## begin Quoted passage

Back aerial   16% (leg), 13% (foot) An outside crescent kick. Since Ken always faces his opponent in one-on-one matches, one must perform a reverse aerial rush in order to use it for edge-guarding.
Up aerial   6.5% A kick straight upwards. Unlike Ryu's up aerial, it only hits once. Can cancel into any of his special moves upon hit. Based off of his neutral jumping light kick.
Down aerial   12% (grounded opponent), 15% (aerial opponent sweetspot), 11% (aerial opponent sourspot) A downward angled cross. Identical to Ryu's.
Grab   Reaches out.
Pummel   1.3% A knee strike while holding the opponent in the collar-and-elbow position. It is based on his Tsukami Hizageri (つかみ膝蹴り, "Grasping Knee Kick") throw in the Street Fighter Alpha/Zero games.
Forward throw   9% The seoi nage[5], a Judo throw. Identical to Ryu's.
Back throw Hell Wheel 12% Ken performs a tomoe nage[6]. However, when he lands on his back, he uses his free foot to spring him and his opponent off the ground. He then uses the momentum from the first roll to toss them away after landing a second time on his back, thus causing him to roll backward a total of two times. This allows him to cover more distance and move closer to the edge of stages from farther away.
Up throw   8% (throw), 15% (kick) A stretch kick transitioned into an axe kick. Identical to Ryu's version.
Down throw   3% (hit; throw) Pins the opponent to the ground and performs a knifehand strike, much like Ryu. Deals less damage.
Floor attack (front)   7% Kicks behind himself and then in front of himself before getting up.
Floor attack (back)   7% Kicks around himself before getting up.
Floor attack (trip)   5% Kicks behind himself and then in front of himself before getting up.
Edge attack   10% Performs a crouching shin kick while climbing up.

## end Quoted passage

Work required -
Continue the list of Ken's moves from the point where it stops, in the same style.

## begin Supplied material

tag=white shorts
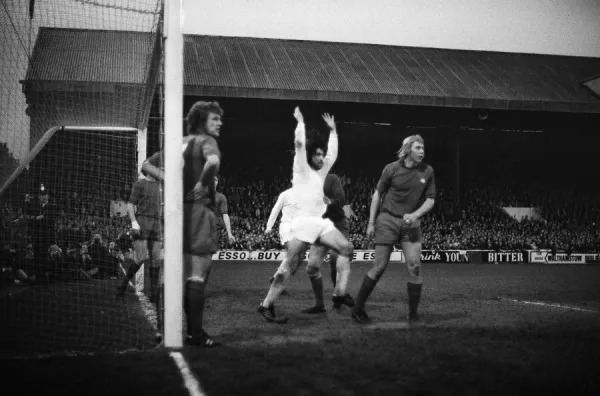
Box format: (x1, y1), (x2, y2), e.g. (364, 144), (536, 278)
(291, 216), (335, 244)
(279, 223), (293, 245)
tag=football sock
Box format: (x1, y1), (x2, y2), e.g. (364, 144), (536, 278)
(355, 275), (377, 311)
(309, 272), (325, 306)
(406, 282), (423, 315)
(262, 272), (290, 307)
(150, 267), (160, 303)
(186, 280), (205, 337)
(333, 256), (350, 296)
(121, 259), (142, 288)
(329, 257), (337, 288)
(155, 286), (165, 333)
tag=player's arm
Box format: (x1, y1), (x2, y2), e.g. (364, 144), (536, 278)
(218, 194), (235, 243)
(325, 175), (346, 208)
(294, 107), (309, 173)
(321, 113), (339, 174)
(367, 165), (392, 234)
(186, 138), (221, 199)
(265, 192), (285, 233)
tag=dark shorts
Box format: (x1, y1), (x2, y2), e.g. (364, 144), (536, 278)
(135, 216), (163, 241)
(375, 212), (423, 245)
(183, 202), (219, 255)
(333, 217), (350, 240)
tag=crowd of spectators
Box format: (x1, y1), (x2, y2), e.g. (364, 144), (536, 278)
(0, 149), (600, 288)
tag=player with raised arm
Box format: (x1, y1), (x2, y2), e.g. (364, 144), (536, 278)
(352, 135), (435, 324)
(258, 107), (354, 323)
(142, 101), (223, 348)
(265, 188), (296, 295)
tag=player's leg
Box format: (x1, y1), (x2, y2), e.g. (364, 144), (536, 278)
(269, 240), (290, 296)
(184, 253), (220, 347)
(329, 250), (338, 289)
(258, 238), (309, 323)
(352, 213), (402, 323)
(402, 227), (423, 323)
(302, 244), (328, 314)
(150, 241), (164, 340)
(148, 219), (162, 304)
(319, 221), (354, 308)
(117, 239), (149, 297)
(183, 202), (219, 348)
(329, 217), (350, 289)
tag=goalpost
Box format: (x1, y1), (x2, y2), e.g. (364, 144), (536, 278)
(0, 0), (176, 358)
(164, 0), (183, 348)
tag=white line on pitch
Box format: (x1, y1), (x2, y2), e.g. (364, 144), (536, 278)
(169, 352), (206, 396)
(500, 298), (600, 313)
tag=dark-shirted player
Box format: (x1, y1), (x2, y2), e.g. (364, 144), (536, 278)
(352, 135), (435, 323)
(302, 173), (350, 314)
(142, 101), (223, 348)
(117, 166), (163, 303)
(215, 176), (235, 244)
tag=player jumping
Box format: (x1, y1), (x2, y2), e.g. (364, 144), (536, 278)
(258, 107), (354, 323)
(265, 188), (297, 295)
(352, 135), (435, 323)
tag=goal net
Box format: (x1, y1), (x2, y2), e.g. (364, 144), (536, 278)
(0, 0), (163, 358)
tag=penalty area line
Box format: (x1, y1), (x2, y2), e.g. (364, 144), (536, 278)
(169, 352), (206, 396)
(498, 297), (600, 313)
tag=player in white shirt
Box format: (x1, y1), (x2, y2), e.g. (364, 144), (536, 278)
(265, 188), (297, 296)
(265, 188), (297, 249)
(258, 107), (354, 323)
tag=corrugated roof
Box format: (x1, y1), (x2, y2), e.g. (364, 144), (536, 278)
(23, 28), (600, 113)
(184, 35), (600, 112)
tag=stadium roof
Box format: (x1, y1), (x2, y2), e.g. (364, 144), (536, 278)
(22, 28), (600, 113)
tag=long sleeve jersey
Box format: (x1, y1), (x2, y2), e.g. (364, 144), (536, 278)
(291, 122), (338, 217)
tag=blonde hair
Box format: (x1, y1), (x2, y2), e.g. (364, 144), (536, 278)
(397, 135), (425, 161)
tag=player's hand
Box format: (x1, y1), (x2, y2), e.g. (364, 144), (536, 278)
(323, 113), (335, 129)
(402, 213), (418, 225)
(367, 223), (375, 238)
(185, 182), (208, 201)
(131, 221), (141, 231)
(294, 106), (304, 122)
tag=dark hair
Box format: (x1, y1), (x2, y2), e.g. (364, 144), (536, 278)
(186, 100), (224, 135)
(306, 128), (327, 168)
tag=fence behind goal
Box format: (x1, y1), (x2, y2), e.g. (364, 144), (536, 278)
(0, 0), (163, 358)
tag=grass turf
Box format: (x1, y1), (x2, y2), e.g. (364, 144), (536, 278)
(0, 262), (600, 396)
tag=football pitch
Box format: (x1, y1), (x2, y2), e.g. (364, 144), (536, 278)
(0, 261), (600, 396)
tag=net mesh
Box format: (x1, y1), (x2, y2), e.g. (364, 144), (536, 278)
(0, 0), (163, 357)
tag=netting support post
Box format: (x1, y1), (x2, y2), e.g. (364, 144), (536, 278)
(134, 128), (148, 292)
(138, 128), (148, 173)
(164, 0), (183, 348)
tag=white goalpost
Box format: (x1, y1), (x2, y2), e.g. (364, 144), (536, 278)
(164, 0), (183, 348)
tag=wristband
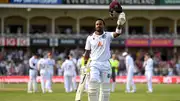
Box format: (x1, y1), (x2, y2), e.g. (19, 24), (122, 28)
(116, 28), (122, 33)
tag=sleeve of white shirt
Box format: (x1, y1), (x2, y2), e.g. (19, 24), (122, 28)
(143, 61), (146, 67)
(125, 57), (129, 68)
(85, 36), (91, 50)
(53, 60), (56, 66)
(29, 58), (35, 68)
(61, 62), (66, 71)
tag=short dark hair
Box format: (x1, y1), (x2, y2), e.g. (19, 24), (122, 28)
(145, 53), (152, 58)
(96, 18), (105, 25)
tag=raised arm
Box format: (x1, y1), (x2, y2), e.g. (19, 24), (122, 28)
(113, 12), (126, 38)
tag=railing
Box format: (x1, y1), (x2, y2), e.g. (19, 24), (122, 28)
(0, 33), (180, 39)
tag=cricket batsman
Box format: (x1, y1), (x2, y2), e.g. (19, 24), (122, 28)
(84, 3), (126, 101)
(27, 54), (39, 93)
(37, 55), (48, 93)
(61, 57), (76, 93)
(143, 53), (153, 93)
(46, 52), (56, 93)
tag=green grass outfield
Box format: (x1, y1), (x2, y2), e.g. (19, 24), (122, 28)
(0, 84), (180, 101)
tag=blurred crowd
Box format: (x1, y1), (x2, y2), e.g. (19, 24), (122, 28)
(0, 48), (180, 76)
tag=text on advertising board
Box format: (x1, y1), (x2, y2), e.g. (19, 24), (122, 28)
(126, 39), (149, 46)
(64, 0), (157, 5)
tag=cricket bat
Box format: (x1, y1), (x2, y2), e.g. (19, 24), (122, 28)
(75, 64), (89, 101)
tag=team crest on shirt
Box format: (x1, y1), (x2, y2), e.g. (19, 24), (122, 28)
(102, 33), (106, 39)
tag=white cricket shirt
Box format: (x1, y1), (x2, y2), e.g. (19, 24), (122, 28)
(85, 32), (114, 62)
(143, 58), (153, 72)
(125, 55), (134, 69)
(29, 56), (38, 69)
(61, 60), (75, 76)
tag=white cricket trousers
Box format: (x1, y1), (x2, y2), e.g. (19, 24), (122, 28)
(64, 75), (73, 93)
(88, 61), (111, 101)
(40, 70), (47, 93)
(46, 70), (54, 90)
(126, 67), (136, 92)
(28, 69), (37, 92)
(145, 71), (153, 92)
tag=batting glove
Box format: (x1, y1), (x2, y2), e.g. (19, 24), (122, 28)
(117, 12), (126, 25)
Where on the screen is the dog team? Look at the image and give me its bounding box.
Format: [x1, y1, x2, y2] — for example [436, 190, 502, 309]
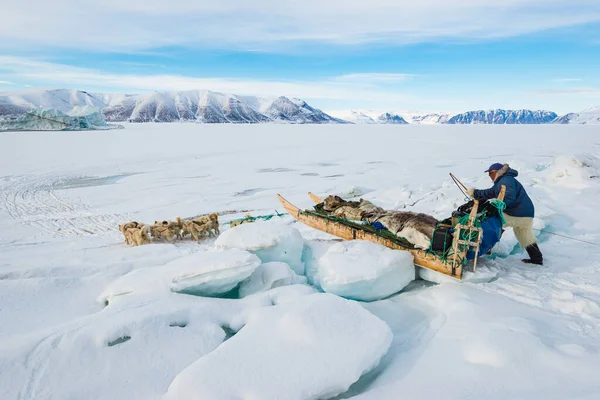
[119, 213, 220, 246]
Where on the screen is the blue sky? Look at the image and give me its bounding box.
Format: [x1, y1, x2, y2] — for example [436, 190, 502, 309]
[0, 0, 600, 114]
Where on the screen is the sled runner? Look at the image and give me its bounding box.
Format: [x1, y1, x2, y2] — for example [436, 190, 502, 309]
[277, 187, 504, 279]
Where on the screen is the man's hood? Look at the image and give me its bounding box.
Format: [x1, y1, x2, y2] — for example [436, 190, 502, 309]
[494, 164, 519, 182]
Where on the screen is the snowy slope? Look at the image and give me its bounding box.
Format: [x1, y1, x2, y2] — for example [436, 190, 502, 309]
[0, 89, 344, 124]
[329, 110, 407, 124]
[0, 89, 112, 115]
[446, 109, 557, 124]
[104, 90, 342, 124]
[553, 106, 600, 125]
[0, 125, 600, 400]
[398, 111, 453, 125]
[329, 110, 449, 125]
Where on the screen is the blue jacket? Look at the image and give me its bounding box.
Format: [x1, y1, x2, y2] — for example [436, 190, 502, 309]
[473, 164, 535, 217]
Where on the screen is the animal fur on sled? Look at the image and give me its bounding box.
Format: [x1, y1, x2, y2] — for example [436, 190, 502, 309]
[322, 196, 438, 249]
[119, 221, 151, 246]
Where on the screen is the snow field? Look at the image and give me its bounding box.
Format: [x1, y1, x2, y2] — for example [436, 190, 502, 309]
[166, 294, 392, 400]
[0, 124, 600, 400]
[215, 221, 304, 275]
[315, 240, 415, 301]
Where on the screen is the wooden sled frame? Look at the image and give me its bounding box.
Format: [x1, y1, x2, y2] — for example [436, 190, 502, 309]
[277, 186, 506, 279]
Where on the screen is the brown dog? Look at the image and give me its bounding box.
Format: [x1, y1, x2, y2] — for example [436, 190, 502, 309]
[192, 213, 221, 236]
[119, 221, 144, 245]
[125, 225, 151, 246]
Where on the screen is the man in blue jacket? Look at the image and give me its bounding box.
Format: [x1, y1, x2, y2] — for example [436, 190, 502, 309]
[467, 163, 544, 265]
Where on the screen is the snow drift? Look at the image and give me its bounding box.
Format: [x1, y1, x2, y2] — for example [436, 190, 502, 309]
[165, 293, 392, 400]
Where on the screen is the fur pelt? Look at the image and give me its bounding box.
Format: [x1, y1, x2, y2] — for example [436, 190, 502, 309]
[364, 211, 438, 249]
[504, 214, 537, 249]
[494, 164, 510, 182]
[316, 196, 438, 249]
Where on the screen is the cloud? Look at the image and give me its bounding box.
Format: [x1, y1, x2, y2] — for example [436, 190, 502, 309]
[334, 73, 417, 83]
[552, 78, 581, 83]
[532, 88, 600, 95]
[0, 0, 600, 51]
[0, 56, 418, 102]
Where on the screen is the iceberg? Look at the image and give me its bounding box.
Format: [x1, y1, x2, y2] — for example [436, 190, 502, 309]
[165, 293, 393, 400]
[0, 106, 122, 131]
[315, 240, 415, 301]
[98, 249, 260, 304]
[215, 221, 304, 275]
[239, 261, 307, 297]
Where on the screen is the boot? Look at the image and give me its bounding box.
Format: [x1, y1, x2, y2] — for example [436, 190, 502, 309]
[522, 243, 544, 265]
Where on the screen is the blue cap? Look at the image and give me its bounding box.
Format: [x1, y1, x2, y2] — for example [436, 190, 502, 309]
[483, 163, 504, 172]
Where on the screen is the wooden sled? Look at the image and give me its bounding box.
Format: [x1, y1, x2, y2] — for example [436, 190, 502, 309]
[277, 193, 481, 279]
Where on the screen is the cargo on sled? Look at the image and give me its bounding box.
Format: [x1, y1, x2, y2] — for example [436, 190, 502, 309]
[277, 187, 505, 279]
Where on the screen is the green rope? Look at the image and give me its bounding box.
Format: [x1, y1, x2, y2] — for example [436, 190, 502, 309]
[231, 210, 288, 223]
[300, 211, 415, 250]
[489, 199, 506, 225]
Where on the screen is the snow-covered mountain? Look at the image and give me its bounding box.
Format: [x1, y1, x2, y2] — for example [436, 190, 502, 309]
[553, 106, 600, 125]
[329, 110, 408, 124]
[0, 89, 345, 124]
[0, 89, 114, 115]
[399, 111, 453, 125]
[377, 113, 408, 124]
[446, 109, 557, 124]
[260, 96, 345, 124]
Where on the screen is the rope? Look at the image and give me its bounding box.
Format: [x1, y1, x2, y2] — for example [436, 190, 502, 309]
[450, 173, 471, 200]
[489, 199, 506, 225]
[533, 228, 600, 247]
[231, 210, 288, 222]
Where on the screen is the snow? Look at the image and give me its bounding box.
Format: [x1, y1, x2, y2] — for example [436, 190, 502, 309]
[568, 106, 600, 125]
[215, 220, 304, 275]
[0, 105, 122, 131]
[239, 261, 307, 297]
[315, 240, 415, 301]
[328, 110, 455, 125]
[98, 249, 260, 303]
[165, 294, 392, 400]
[0, 124, 600, 400]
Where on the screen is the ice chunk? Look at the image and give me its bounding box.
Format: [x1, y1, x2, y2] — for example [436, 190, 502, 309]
[546, 155, 598, 189]
[215, 221, 304, 275]
[165, 293, 392, 400]
[240, 261, 306, 297]
[98, 249, 260, 302]
[0, 106, 122, 131]
[315, 240, 415, 301]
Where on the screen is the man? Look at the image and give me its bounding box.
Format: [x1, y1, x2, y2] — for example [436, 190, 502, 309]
[467, 163, 544, 265]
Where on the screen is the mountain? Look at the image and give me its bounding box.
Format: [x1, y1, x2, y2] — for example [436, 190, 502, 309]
[260, 96, 345, 124]
[552, 106, 600, 125]
[446, 109, 557, 124]
[377, 113, 408, 124]
[329, 110, 408, 124]
[399, 111, 450, 125]
[0, 89, 345, 124]
[328, 110, 379, 124]
[0, 89, 111, 115]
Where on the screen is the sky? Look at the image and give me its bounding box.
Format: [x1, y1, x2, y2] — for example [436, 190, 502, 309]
[0, 0, 600, 114]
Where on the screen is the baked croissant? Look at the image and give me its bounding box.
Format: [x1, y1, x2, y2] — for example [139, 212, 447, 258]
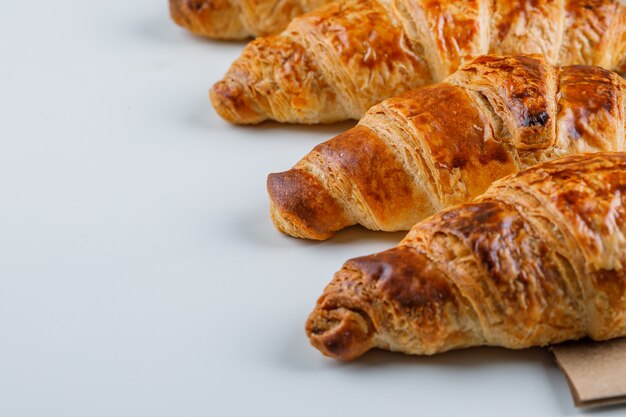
[267, 55, 626, 240]
[306, 153, 626, 360]
[210, 0, 626, 124]
[170, 0, 331, 40]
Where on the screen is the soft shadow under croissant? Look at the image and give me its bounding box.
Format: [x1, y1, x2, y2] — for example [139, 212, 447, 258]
[306, 153, 626, 360]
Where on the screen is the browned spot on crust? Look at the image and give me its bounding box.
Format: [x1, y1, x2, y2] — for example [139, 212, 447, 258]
[558, 65, 620, 151]
[385, 83, 517, 198]
[306, 307, 374, 360]
[422, 0, 480, 71]
[315, 125, 415, 228]
[267, 169, 350, 239]
[346, 246, 454, 314]
[308, 0, 418, 71]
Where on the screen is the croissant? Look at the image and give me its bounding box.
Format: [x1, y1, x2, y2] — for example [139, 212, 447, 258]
[210, 0, 626, 124]
[170, 0, 331, 40]
[306, 153, 626, 360]
[267, 55, 626, 240]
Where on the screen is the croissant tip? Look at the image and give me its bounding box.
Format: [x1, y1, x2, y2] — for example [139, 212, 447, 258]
[305, 307, 373, 361]
[209, 78, 267, 125]
[267, 169, 349, 240]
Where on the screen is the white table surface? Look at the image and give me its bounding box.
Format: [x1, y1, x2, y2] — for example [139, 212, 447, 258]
[0, 0, 626, 417]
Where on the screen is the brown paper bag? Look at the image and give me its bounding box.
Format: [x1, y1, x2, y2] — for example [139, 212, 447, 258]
[550, 338, 626, 407]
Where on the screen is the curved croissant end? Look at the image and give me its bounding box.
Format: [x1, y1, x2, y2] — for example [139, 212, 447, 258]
[170, 0, 250, 40]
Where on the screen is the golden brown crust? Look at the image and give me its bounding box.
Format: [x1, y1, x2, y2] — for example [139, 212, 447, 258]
[270, 56, 626, 240]
[267, 169, 350, 240]
[170, 0, 250, 39]
[213, 0, 626, 123]
[210, 36, 345, 124]
[306, 153, 626, 360]
[170, 0, 330, 40]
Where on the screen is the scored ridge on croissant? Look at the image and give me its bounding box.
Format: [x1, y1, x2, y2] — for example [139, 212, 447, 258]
[267, 55, 626, 239]
[306, 153, 626, 360]
[210, 0, 626, 124]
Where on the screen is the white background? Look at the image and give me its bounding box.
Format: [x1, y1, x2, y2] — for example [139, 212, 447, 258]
[0, 0, 626, 417]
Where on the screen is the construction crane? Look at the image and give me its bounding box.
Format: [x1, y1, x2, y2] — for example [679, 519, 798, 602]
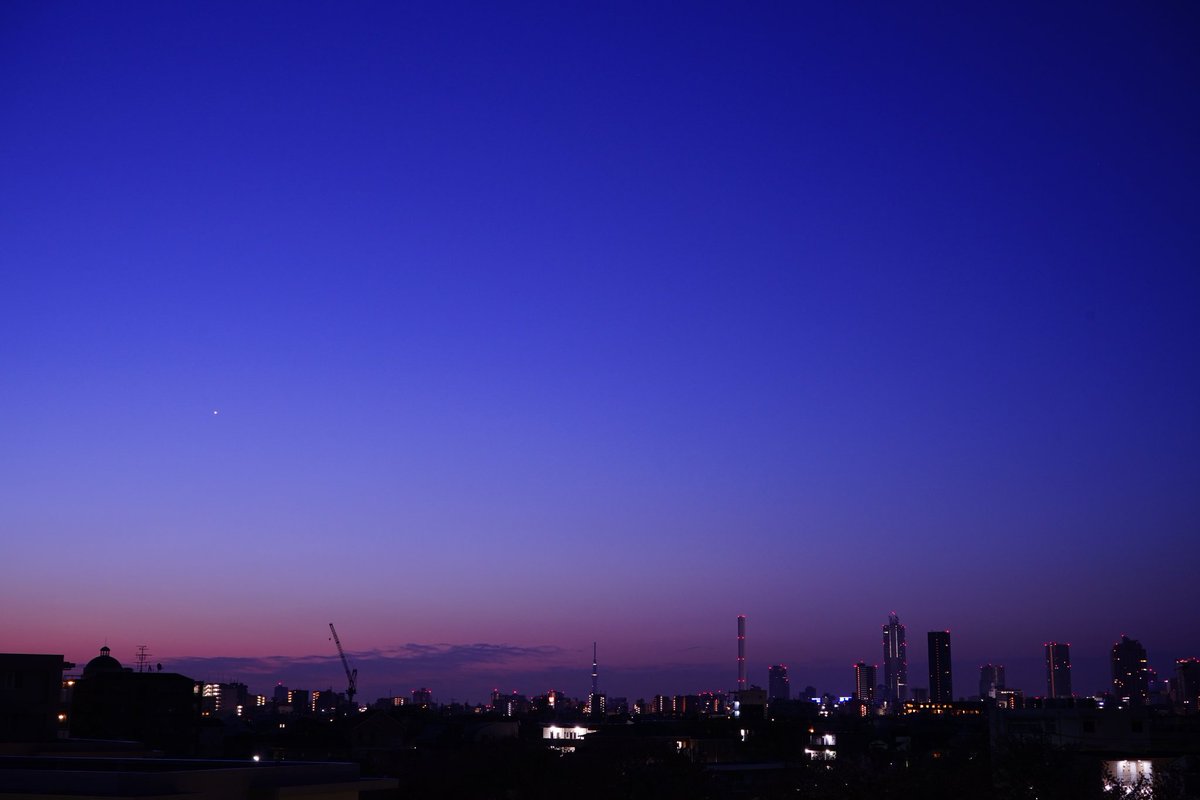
[329, 622, 359, 705]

## end Supplied material

Exercise answer -
Neutral special Hadoken 4.5%, 5%, 5.5% (Standard), 5.6%, 6.2%, 6.8% (Input) Quickly cups his hands to his side and then thrusts them forward to launch a blue ki blast from his cupped hands that deals low damage and knockback, and may cause tripping at low percents. As in the original games, Ken's Hadoken is weaker than Ryu's version. Since Ken does not have access to Shakunetsu Hadoken, he can only do two versions of the move: a small blue Hadoken (special button only), and a minutely stronger and larger inputted Hadoken (↓ ↘ → + attack/special). Combos well out of his tapped tilt attacks and aerials, and is mainly used to rack up damage due to its low damage outputs, knockback and slow speed. Both variants can cancel into his Final Smash. Like in the original Street Fighter II, Ken's Hadoken contains an image of his hands.
Side special Tatsumaki Senpukyaku 3% (Standard, ground, hits 1 - 4), 3.4% (Input, ground, hits 1 - 4), 3% (Standard, midair, hit 1), 2% (Standard, midair, hits 2 - 4), 3.4% (Input, midair, hit 1), 2.3% (Input, midair, hits 2 - 4) A jumping, spinning crescent kick. Unlike Ryu's version of the move, Ken's version hits multiple times, has less endlag, and doesn't grant intangibility on his leg. Also, Ken will announce the move by name whether he uses the input or not (Ryu only announces the move if it was performed via input). If all hits connect, it can deal more damage than Ryu's version. The multi-hits can also drag opponents offstage at low percents, making it effective against characters with poor recoveries. However, Ken's Tatsumaki Senpukyaku deals significantly less knockback than Ryu's, repurposing the move from a KOing option into a combo starter and combo extender. Any of the hits can be canceled into his Final Smash.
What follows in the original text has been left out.